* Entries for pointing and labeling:
* * * * * * * * *
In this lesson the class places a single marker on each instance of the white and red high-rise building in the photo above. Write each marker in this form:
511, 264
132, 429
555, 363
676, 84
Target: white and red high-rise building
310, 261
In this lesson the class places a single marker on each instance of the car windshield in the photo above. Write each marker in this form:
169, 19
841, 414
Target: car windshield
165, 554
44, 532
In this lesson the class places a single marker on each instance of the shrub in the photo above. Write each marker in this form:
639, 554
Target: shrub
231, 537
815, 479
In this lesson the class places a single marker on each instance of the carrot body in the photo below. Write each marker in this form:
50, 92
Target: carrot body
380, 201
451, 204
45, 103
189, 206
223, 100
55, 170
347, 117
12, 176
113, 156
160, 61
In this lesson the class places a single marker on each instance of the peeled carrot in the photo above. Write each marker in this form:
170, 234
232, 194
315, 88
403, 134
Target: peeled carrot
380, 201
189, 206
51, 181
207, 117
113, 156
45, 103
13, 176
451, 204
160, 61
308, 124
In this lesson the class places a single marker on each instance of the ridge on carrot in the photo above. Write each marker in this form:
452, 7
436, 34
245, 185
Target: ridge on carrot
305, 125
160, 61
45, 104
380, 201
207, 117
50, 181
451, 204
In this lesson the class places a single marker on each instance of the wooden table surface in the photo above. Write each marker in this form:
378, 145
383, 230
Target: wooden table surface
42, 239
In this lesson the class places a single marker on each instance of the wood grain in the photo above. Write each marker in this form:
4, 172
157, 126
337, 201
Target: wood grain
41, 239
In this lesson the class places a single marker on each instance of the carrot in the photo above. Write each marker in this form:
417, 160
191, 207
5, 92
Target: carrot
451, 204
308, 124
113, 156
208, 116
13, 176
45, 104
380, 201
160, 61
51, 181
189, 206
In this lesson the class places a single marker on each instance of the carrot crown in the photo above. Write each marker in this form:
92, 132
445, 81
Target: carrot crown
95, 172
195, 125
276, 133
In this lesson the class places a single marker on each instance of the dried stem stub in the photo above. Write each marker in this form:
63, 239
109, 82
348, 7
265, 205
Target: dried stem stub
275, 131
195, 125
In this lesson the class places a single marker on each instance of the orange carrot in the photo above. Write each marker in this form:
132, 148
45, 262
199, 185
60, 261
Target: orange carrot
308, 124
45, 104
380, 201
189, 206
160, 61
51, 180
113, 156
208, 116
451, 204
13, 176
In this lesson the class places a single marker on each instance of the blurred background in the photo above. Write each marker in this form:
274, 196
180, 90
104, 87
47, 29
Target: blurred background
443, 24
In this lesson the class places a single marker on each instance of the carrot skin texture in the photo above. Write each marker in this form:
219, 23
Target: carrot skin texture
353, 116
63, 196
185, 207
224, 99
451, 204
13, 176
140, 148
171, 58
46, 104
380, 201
* * * * * * * * *
* Problem:
Copy all of the data above line for line, without changing a single character.

* Answer to the problem:
In this lesson the class places a single marker on each instance of the white and red high-rise building in the photo above. Write each marker in this form:
511, 264
132, 429
555, 363
676, 84
Target: white and red high-rise building
310, 261
In this lesson the class places a single marker on each instance of the car windshield in the photo above. Write each marker in this form:
169, 19
841, 414
Target: car windshield
165, 554
44, 532
In this lesson the class places a single marker on each instance of the shrub in the photo above. Write each marker in this form:
639, 554
Target: shrub
231, 537
815, 479
In this lesson the class places a single marker on each instance of the carrot body in the photo below. Write each marker in this form:
50, 92
Target: carrot body
380, 201
451, 204
45, 103
189, 206
223, 100
55, 170
347, 117
12, 176
113, 156
160, 61
In this lesson the class places a single marker on each instance of the peeled carrot in the photo above. Write each marker in this form:
170, 234
232, 194
315, 88
403, 134
Target: peeled carrot
380, 201
189, 206
51, 181
207, 117
113, 156
45, 103
13, 176
451, 204
160, 61
308, 124
In this lesson the class places a single marker on each instance of the ridge on carrot in the photo above. Write each marker in this form:
452, 7
436, 34
245, 185
Target: ridge on carrot
305, 125
160, 61
45, 104
380, 201
207, 117
50, 181
451, 204
In this lesson the class places a single marker on each instance of the wooden table surface in the photo above. Write each marker in this form:
378, 145
383, 230
Target: wooden table surface
42, 239
In this lesson the class places a single marker on each instance of the wood grain in the photo above. Write each marker in this form:
4, 172
157, 126
337, 201
Target: wood grain
41, 239
In this lesson the class places a single marker on each instance of the carrot in the photo above. Write each marker in this form:
417, 160
191, 207
5, 92
Target: carrot
451, 204
308, 124
113, 156
208, 116
13, 176
45, 104
380, 201
160, 61
51, 181
189, 206
In this lesson the class places a single marker on each instance of the carrot crown in the photo above. Write each marker in this form:
92, 132
445, 81
Target: carrot crown
95, 172
195, 125
276, 133
In this lesson the class places a single marker on each instance of the dried stem stub in the photo above. Write each marker in this form:
63, 239
109, 82
348, 7
265, 205
Target: dried stem stub
275, 131
195, 125
In this lesson the class places a single marker on each instance of the orange carrot in the photo above. Write each marker in this form:
132, 148
45, 262
199, 185
60, 261
Target: orange carrot
308, 124
45, 104
380, 201
189, 206
160, 61
51, 180
113, 156
208, 116
451, 204
13, 176
In this lesson the class places a single marker on each instance of the blurred background in the photo above. Write each marker in this form:
274, 196
180, 90
104, 87
47, 29
Target: blurred background
443, 24
In this lesson the class places a single marker on each instance of the carrot skin texture in the photo above. Write each marker in this form:
219, 23
Target: carrot skin texture
353, 116
63, 196
185, 207
224, 99
451, 204
13, 176
140, 148
171, 58
46, 104
380, 201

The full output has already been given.